TASK INSTRUCTIONS:
1. From the R thread on NA percentages, list every function name in the asker's line of code.
2. In the R thread on NA percentages, how many variables does the asker's dataframe have?
3. Carry on the R thread on NA percentages from its last line.

PAGE EXCERPT:
== == ==

2

I want have a dataframe with something like 90 variables, and over 1 million observations. I want to calculate the percentage of NA rows on each variable. I have the following code: sum(is.na(dataframe$variable) / nrow(dataframe) * 100) My question is, how can I apply this function to all 90 variables, without having to type all variable names in the code?

Jaap
  • 81,064
  • 34
  • 182
  • 193
  • 2
    `lapply(df, yourfunction)` – Jaap Nov 05 '15 at 16:12
  • 1
    Welcome to StackOverflow! Please read the info about [how to ask a good question](http://stackoverflow.com/help/how-to-ask) and how to give a [reproducible example](http://stackoverflow.com/questions/5963269/how-to-make-a-great-r-reproducible-example/5963610). This will make it much easier for others to help you. – Jaap Nov 05 '15 at 16:13

2 Answers2

3

Use lapply() with your method:

lapply(df, function(x) sum(is.na(x))/nrow(df)*100)

== == ==

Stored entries
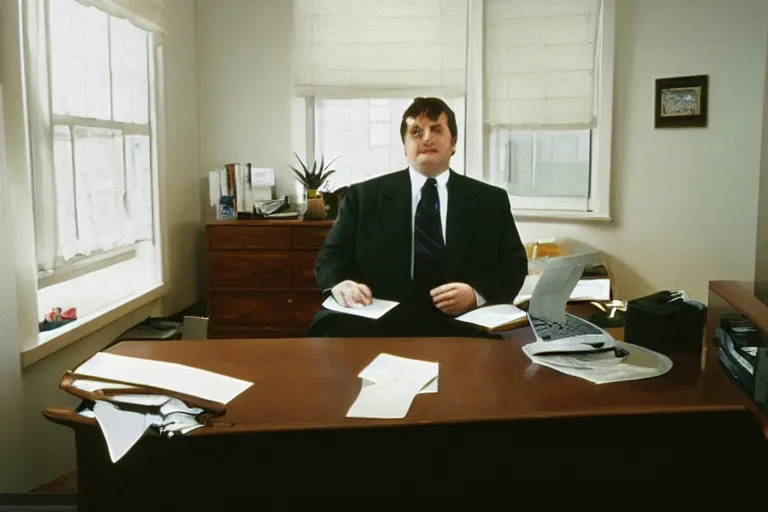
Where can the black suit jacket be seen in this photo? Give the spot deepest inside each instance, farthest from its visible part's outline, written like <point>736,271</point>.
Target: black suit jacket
<point>371,240</point>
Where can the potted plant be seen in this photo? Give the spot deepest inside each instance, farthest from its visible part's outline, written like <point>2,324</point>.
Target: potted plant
<point>312,181</point>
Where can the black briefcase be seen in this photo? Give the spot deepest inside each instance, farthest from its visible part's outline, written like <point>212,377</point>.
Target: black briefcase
<point>665,322</point>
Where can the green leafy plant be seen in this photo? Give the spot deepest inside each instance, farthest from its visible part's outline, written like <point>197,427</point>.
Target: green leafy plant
<point>313,179</point>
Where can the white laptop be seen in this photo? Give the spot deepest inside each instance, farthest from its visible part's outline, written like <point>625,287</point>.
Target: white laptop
<point>557,331</point>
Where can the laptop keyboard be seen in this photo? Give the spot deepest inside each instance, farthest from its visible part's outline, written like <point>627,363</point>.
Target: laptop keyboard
<point>549,331</point>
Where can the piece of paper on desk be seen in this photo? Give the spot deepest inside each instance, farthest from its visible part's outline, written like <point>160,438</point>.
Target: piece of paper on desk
<point>641,363</point>
<point>375,310</point>
<point>121,429</point>
<point>163,375</point>
<point>95,385</point>
<point>493,316</point>
<point>262,177</point>
<point>389,385</point>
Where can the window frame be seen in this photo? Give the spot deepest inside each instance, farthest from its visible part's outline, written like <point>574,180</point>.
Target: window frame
<point>41,150</point>
<point>478,133</point>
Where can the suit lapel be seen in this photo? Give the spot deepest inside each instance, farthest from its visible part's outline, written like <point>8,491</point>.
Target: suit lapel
<point>461,214</point>
<point>395,213</point>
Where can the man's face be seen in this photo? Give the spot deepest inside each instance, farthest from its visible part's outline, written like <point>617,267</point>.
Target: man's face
<point>428,144</point>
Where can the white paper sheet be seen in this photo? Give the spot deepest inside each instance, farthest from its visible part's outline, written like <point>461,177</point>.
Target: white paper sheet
<point>431,387</point>
<point>493,316</point>
<point>389,385</point>
<point>262,177</point>
<point>385,400</point>
<point>592,289</point>
<point>214,188</point>
<point>641,363</point>
<point>121,429</point>
<point>586,289</point>
<point>375,310</point>
<point>163,375</point>
<point>141,399</point>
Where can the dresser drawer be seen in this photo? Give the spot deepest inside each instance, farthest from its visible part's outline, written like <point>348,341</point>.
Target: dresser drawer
<point>247,237</point>
<point>242,270</point>
<point>308,237</point>
<point>238,333</point>
<point>264,309</point>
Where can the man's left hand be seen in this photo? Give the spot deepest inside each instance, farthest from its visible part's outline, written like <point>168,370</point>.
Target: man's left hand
<point>454,298</point>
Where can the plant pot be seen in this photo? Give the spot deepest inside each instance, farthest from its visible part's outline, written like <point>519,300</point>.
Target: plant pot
<point>315,209</point>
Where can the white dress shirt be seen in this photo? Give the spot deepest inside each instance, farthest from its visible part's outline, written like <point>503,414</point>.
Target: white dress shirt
<point>417,181</point>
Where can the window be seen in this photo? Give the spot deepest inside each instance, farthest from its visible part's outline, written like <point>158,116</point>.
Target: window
<point>359,64</point>
<point>530,82</point>
<point>545,99</point>
<point>365,136</point>
<point>90,106</point>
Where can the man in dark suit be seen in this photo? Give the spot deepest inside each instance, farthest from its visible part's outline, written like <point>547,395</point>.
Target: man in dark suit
<point>437,242</point>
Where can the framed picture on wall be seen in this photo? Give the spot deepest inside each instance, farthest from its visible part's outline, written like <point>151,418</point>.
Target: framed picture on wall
<point>682,101</point>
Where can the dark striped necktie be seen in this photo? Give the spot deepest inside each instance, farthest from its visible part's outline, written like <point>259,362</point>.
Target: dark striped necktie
<point>428,243</point>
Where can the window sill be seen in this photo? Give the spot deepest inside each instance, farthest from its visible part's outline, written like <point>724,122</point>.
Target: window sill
<point>560,215</point>
<point>52,341</point>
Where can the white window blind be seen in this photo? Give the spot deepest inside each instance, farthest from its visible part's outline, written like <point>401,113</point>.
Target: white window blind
<point>540,62</point>
<point>380,49</point>
<point>88,89</point>
<point>146,14</point>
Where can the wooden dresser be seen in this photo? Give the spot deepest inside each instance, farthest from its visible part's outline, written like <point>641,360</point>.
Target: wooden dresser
<point>260,279</point>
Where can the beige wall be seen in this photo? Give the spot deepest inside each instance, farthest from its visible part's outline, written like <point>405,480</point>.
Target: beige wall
<point>39,450</point>
<point>684,201</point>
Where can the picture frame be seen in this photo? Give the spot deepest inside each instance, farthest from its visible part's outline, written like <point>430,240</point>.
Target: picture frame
<point>682,102</point>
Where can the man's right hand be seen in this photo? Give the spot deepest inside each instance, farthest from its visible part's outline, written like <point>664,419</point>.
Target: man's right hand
<point>348,293</point>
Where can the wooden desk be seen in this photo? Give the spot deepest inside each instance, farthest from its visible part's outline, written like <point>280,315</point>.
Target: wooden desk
<point>497,425</point>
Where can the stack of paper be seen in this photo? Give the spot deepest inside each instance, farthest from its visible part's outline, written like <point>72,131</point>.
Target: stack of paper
<point>389,385</point>
<point>124,418</point>
<point>494,317</point>
<point>375,310</point>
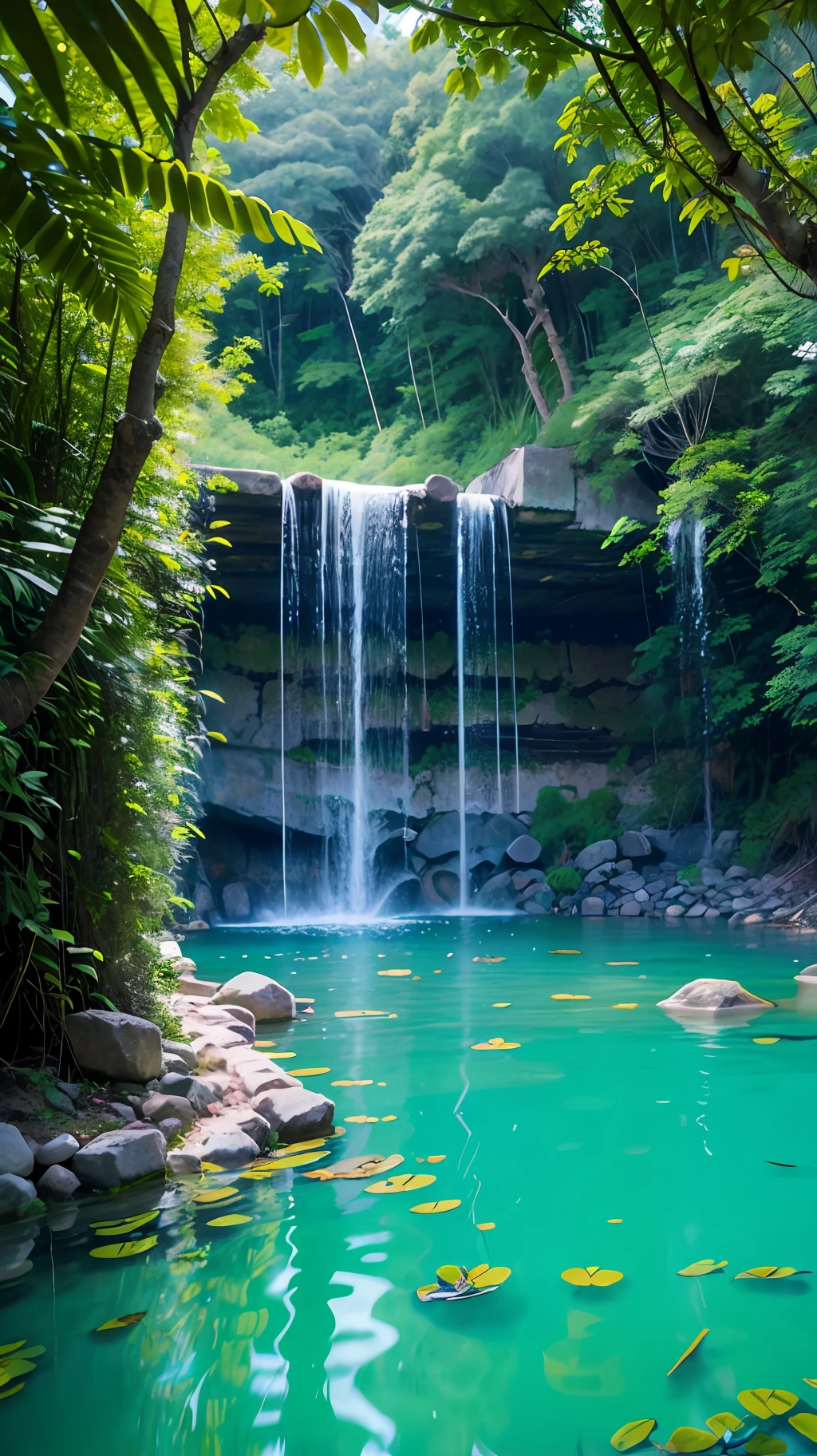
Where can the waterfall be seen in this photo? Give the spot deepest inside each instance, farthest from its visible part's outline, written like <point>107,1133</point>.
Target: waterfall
<point>686,539</point>
<point>478,657</point>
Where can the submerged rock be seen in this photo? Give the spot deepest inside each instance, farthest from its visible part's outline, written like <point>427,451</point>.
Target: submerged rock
<point>120,1157</point>
<point>15,1153</point>
<point>125,1049</point>
<point>709,995</point>
<point>258,993</point>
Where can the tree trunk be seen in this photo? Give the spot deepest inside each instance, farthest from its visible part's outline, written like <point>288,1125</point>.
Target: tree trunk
<point>134,436</point>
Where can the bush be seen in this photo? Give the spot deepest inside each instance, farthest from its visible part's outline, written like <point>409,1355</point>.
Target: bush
<point>558,821</point>
<point>562,880</point>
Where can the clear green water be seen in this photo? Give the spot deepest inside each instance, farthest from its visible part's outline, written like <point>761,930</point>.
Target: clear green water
<point>302,1332</point>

== == ==

TASK ANSWERS:
1. sum, is.na, nrow

2. Something like 90 variables.

3.
maccruiskeen
  • 2,748
  • 2
  • 13
  • 23
3

If you want to return a data.frame rather than a list (via lapply()) or a vector (via sapply()), you can use summarise_each from the dplyr package:

library(dplyr)

df %>%
  summarise_each(funs(sum(is.na(.)) / length(.)))

or, even more concisely:

df %>% summarise_each(funs(mean(is.na(.)))) 

data

df <- data.frame(
  x = 1:10,
  y = 1:10,
  z = 1:10
)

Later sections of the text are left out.